### TASK DETAILS
Quote every one of the records below word for word, leaving each line unchanged.

### DATASET ENTRIES
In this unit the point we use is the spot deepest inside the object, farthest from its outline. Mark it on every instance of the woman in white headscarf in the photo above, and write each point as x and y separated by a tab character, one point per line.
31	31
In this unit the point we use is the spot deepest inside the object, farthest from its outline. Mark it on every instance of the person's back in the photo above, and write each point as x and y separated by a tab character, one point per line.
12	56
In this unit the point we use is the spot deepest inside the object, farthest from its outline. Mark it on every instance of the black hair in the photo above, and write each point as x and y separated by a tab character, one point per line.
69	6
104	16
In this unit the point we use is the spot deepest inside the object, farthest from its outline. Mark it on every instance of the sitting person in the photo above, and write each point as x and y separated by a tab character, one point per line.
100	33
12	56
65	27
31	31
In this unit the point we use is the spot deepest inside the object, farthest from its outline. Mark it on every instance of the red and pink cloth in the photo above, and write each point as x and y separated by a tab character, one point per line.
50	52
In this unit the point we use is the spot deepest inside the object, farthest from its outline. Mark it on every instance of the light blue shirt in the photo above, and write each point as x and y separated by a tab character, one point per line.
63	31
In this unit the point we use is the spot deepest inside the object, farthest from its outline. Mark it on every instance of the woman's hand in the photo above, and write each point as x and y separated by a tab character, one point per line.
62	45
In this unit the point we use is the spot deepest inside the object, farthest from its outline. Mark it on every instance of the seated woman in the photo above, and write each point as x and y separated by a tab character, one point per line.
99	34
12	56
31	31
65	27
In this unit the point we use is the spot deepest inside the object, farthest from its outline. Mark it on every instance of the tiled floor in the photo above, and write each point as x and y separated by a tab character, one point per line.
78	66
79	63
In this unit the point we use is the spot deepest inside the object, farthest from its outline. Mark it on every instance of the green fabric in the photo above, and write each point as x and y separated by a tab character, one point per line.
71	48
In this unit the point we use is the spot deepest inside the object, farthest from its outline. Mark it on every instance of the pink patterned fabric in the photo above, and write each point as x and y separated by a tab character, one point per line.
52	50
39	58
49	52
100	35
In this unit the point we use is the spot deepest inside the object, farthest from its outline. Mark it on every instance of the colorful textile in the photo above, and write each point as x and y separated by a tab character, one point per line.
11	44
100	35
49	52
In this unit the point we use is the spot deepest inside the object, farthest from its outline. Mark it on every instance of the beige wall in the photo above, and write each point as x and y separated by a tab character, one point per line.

### CORRECT RESULT
In this unit the point we use is the spot deepest inside the object, farthest from its outline. Mark it on every instance of the woman in white headscarf in the photo above, and write each point as x and y separated by a tab character, one point per line.
31	31
In this unit the point we use is the spot deepest inside the object, farthest from its outline. Mark it on every instance of the person's back in the photo above, and write each point as x and y separated by a tab character, one point per line.
12	56
In this unit the point we use is the spot deepest inside the object, farthest from its outline. Mark it on every instance of the black hair in the photo above, and write each point as x and y separated by a tab character, one point per line.
69	6
104	16
In this unit the point we use is the spot deepest inside the object, farthest from its outline. Mark it on every instance of the sitting person in the photo above, and write each point as x and y separated by a tab character, one point per line.
100	33
12	56
65	27
31	31
In this unit the point we use is the spot deepest inside the object, farthest from its outline. Mark it on every instance of the red and pink cloth in the photo above, and write each point as x and y separated by a tab character, one point per line.
50	52
In this unit the point we use is the spot deepest inside the object, farthest from its outline. Mark it on every instance of the light blue shirt in the photo above, and write each point as x and y separated by a tab character, one point per line.
63	31
In this unit the point we use is the spot deepest inside the object, farthest from its outline. Mark it on every instance of the woman's hand in the photo above, and write each point as x and y separated by a tab character, one point per line.
62	45
In this unit the point we use is the spot deepest inside the object, farthest from its outline. Mark it on every instance of the seated woman in the photo above, and write each point as x and y separated by a tab character, one point per line.
99	34
12	56
31	31
65	27
In this unit the point we use is the spot deepest inside the object, farthest from its outline. Mark it on every instance of the tiled floor in the photo above, and write each point as x and y separated by a tab character, one point per line.
78	66
79	63
In this unit the point we use is the spot deepest inside the object, farthest from its outline. Mark it on every instance of the green fabric in the photo above, and write each point as x and y separated by a tab character, one point per line.
71	48
In this unit the point we use is the spot deepest inside the object, farthest from its outline. Mark it on every instance of the pink patterned fabric in the photo above, and write each point as x and y separated by a tab character, one point per line.
52	50
39	58
49	52
100	35
In this unit the point we use is the spot deepest inside the object, farthest from its outline. Mark it on every instance of the colorful textile in the photo above, and write each point as x and y separated by a tab character, one point per line.
11	44
100	35
49	52
In this unit the point we use is the spot deepest inside the object, farthest from its outline. Mark it on every instance of the beige wall in the photo above, and write each point as x and y separated by a tab character, one point per line.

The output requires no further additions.